_YANG DIKERJAKAN_. Menurut jurnal pendakian Gunung Prau di bawah, gunung yang dipilih penulis berada di perbatasan tiga kabupaten apa saja?

_TEKS YANG DIBERIKAN_.
Jurnal Pendakian: Gunung Prau dan Romantisme Langit (30 Agustus – 01 September 2013)

POSTED ON:

BY:

Sebenarnya, waktu itu belum gajian dan saya seharusnya ada di kampus untuk mengikuti perkuliahan. Tapi, seorang teman kuliah mengkonfirmasi kalau hari Sabtu, 31 Agustus, kegiatan perkuliahan ditiadakan dan digeser ke Sabtu yang berikutnya. Wah, ingin kemana ya? Bingung juga. Yah maklum lah, pekerja. Kalau gajian belum keluar kan ribet. Hehehe. Tapi tapi tapi… Gajian bukanlah penghalang kaki yang gatal untuk pergi menghilang! Ya, kaki gatal jadi pedoman saya selama ini. Kalau sudah nggak betah, itu artinya saya harus pergi, entah ke gunung, pantai, pasar kaget, museum atau ke mana saja. Dan kali ini, pilihan jatuh ke salah satu gunung yang berada di dataran tinggi Dieng, tepat berada di tiga kabupaten sekaligus karena letaknya yang berada di tengah-tengah perbatasan antara Kabupaten Kendal, Wonosobo, dan Batang. Ya kondisinya seperti gunung Muria yang juga ada di perbatasan para kabupaten di utara Jawa Tengah.

_CUPLIKAN ENTRI_.

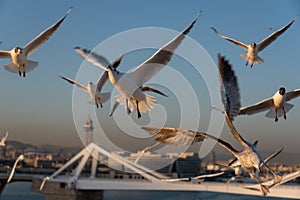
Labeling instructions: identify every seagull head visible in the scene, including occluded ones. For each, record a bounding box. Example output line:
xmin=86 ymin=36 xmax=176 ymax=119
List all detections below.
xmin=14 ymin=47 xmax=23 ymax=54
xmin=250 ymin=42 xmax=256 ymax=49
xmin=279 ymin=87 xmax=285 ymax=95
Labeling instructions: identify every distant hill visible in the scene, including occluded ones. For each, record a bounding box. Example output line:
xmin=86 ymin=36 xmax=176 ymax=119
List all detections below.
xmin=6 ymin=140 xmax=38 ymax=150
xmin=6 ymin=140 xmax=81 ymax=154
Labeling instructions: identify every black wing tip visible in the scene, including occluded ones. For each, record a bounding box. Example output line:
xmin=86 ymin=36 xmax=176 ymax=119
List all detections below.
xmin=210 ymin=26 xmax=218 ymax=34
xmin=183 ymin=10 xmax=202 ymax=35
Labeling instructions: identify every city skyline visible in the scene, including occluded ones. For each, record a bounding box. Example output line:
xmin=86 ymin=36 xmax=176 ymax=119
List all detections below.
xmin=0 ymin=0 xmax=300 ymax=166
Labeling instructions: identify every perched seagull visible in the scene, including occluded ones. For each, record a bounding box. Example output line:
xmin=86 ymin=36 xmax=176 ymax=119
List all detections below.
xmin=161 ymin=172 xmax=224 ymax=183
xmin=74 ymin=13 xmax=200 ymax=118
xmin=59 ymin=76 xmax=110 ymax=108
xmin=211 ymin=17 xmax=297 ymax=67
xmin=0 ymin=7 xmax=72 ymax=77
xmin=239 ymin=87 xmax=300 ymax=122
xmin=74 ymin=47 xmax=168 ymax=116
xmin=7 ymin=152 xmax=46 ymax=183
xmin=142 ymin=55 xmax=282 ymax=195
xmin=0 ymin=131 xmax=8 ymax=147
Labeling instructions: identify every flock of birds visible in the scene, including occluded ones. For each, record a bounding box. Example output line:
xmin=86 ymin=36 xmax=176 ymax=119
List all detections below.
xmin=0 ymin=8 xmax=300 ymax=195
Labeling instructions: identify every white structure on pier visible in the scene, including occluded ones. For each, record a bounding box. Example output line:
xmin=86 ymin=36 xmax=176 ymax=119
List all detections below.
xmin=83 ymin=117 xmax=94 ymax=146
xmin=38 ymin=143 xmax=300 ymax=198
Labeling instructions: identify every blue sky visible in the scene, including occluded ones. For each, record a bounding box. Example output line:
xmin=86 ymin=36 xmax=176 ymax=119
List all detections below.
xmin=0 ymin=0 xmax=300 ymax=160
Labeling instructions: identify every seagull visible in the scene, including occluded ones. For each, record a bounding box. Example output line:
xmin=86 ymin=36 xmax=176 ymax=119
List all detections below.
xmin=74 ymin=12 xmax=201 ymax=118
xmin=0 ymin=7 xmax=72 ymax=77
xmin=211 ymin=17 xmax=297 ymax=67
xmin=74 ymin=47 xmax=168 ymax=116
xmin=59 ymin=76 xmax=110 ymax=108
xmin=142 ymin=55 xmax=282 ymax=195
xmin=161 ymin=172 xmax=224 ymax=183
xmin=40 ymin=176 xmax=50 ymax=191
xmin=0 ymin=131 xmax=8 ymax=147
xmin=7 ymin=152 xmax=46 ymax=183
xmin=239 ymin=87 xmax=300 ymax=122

_PENYELESAIAN TUGAS_. Kabupaten Kendal, Wonosobo, dan Batang.